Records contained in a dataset
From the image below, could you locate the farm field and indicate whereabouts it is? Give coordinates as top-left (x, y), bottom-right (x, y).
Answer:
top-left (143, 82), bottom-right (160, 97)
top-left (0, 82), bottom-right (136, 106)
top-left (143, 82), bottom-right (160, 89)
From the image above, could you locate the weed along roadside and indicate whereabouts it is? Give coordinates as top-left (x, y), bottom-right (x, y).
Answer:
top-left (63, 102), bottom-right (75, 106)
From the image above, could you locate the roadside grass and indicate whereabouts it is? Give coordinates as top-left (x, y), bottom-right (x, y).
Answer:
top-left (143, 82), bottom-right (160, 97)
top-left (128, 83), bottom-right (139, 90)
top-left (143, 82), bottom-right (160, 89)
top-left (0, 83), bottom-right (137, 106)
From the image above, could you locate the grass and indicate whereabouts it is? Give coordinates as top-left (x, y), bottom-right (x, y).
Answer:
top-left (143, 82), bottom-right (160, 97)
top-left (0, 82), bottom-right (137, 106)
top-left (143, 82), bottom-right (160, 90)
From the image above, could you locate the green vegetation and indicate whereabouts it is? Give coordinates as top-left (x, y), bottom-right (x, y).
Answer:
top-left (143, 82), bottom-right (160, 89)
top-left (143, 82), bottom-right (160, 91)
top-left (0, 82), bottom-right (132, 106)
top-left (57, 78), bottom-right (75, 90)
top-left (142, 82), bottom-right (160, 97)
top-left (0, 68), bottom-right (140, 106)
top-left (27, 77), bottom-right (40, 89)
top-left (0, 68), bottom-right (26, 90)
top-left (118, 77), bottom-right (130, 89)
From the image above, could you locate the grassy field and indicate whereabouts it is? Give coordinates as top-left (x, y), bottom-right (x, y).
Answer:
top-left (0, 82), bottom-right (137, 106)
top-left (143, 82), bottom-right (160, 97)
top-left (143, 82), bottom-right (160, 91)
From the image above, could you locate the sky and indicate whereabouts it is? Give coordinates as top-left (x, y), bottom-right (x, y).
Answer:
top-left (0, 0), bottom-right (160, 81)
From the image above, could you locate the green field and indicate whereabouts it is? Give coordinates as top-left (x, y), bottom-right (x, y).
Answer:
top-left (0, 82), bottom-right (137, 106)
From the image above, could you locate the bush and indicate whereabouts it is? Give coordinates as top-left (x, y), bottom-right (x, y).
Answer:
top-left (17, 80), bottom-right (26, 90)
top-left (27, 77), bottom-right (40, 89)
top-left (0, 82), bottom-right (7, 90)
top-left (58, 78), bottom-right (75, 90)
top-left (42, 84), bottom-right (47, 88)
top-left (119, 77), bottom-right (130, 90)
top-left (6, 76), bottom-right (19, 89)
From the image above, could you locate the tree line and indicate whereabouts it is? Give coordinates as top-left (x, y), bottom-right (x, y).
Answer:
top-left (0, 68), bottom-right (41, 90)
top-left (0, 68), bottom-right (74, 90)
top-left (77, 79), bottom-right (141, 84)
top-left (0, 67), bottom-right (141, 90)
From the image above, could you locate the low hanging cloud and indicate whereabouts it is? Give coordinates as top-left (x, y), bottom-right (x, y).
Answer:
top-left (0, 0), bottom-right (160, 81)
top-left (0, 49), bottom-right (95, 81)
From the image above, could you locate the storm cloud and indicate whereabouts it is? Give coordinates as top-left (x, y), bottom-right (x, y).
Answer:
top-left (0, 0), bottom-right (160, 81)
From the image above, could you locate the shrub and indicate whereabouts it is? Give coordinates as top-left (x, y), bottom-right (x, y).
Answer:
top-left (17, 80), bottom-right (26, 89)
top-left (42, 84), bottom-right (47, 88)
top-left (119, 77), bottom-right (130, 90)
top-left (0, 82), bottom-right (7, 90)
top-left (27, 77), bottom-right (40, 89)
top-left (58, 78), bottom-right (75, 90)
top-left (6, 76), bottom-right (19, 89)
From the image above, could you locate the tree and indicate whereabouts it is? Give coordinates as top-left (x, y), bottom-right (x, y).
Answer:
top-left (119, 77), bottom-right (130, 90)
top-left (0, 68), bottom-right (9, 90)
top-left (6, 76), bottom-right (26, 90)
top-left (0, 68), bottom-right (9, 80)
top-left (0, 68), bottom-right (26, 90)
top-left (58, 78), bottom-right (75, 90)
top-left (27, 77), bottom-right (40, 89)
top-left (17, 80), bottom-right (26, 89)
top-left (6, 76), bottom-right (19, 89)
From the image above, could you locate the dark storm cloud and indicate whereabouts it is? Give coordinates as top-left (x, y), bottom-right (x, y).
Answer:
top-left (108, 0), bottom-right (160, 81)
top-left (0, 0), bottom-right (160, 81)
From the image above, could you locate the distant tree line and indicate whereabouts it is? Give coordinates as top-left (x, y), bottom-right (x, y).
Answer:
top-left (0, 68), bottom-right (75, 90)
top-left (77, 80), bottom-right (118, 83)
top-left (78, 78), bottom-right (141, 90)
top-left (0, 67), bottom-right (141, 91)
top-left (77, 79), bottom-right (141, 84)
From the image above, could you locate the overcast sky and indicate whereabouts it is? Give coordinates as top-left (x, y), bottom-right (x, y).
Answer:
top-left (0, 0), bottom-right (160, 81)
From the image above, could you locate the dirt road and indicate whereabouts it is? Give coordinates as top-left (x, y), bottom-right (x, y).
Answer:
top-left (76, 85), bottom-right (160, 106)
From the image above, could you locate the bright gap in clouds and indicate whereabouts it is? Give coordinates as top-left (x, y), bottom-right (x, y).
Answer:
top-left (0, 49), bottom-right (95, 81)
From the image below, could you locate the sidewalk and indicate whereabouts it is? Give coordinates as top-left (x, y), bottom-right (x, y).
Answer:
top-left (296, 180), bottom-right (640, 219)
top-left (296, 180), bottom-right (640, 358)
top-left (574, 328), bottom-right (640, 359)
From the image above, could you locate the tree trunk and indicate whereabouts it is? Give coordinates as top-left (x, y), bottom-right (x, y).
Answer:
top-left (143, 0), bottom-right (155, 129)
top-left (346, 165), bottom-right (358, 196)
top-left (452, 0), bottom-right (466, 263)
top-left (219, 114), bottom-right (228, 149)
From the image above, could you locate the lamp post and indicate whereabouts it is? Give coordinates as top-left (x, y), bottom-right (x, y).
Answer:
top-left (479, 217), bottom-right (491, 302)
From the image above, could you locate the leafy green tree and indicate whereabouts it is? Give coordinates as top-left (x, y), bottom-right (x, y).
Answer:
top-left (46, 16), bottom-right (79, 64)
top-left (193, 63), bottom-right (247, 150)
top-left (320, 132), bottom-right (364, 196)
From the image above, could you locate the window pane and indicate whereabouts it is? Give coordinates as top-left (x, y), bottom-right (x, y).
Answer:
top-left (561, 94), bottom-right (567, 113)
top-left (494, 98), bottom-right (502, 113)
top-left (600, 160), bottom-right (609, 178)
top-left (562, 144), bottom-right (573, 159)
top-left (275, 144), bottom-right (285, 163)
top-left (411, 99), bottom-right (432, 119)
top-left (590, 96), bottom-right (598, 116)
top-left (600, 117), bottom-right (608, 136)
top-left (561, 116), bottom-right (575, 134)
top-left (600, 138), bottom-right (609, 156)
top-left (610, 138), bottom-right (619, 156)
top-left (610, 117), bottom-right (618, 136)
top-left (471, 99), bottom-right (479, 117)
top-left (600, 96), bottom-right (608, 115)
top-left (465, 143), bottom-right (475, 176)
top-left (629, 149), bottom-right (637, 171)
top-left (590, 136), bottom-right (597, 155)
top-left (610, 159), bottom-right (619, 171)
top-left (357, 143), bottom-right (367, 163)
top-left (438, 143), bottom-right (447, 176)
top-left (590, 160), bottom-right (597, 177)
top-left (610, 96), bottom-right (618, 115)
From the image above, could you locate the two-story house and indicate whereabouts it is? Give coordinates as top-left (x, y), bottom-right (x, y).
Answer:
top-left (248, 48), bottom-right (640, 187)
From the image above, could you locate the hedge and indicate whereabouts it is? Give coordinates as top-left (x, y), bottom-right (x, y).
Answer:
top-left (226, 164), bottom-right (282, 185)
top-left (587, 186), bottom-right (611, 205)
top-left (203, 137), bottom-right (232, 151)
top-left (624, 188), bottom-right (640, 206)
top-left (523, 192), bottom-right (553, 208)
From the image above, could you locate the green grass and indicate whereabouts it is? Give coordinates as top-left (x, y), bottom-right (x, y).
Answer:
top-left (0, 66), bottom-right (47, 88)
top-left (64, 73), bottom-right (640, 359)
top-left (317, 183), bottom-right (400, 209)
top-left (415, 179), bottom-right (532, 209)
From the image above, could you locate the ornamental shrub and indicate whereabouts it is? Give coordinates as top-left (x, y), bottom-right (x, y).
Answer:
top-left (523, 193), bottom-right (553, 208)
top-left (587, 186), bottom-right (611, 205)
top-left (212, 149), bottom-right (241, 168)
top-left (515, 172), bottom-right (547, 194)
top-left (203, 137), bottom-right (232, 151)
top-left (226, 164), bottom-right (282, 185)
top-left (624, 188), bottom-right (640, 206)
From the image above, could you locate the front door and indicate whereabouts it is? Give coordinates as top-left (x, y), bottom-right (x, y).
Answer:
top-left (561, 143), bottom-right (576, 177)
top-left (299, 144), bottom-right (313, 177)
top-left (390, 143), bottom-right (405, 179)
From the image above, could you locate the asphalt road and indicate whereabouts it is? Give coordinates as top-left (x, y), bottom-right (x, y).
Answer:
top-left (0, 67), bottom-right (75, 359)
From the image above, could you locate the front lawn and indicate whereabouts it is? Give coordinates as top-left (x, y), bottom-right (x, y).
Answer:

EXERCISE INSTRUCTIONS: Among the entries above, the line containing "From the image above, could you locate the tree trunk", the line containing "From the image above, could you locate the window", and all lines between them are to be restated word for word; nothing else belongs in the reply.

TASK RESPONSE:
From the image above, could you locate the tree trunk and indicate whereabouts it is? Give coordinates as top-left (x, y), bottom-right (x, y).
Answer:
top-left (143, 0), bottom-right (155, 129)
top-left (346, 165), bottom-right (358, 196)
top-left (452, 0), bottom-right (466, 263)
top-left (219, 114), bottom-right (228, 149)
From the image above, could you locate the lamp post and indicate whereabouts it is? Give coordinates as top-left (x, y), bottom-right (x, y).
Answer:
top-left (479, 217), bottom-right (491, 302)
From the image above, could you locate the leafy green tree and indicate whereabouts it is? Give coordinates as top-left (x, y), bottom-right (x, y).
Answer:
top-left (46, 16), bottom-right (79, 64)
top-left (193, 63), bottom-right (247, 150)
top-left (320, 132), bottom-right (364, 196)
From the image above, could you locate the window pane and indicate whereabouts it is? Give coordinates as top-left (x, y), bottom-right (x, y).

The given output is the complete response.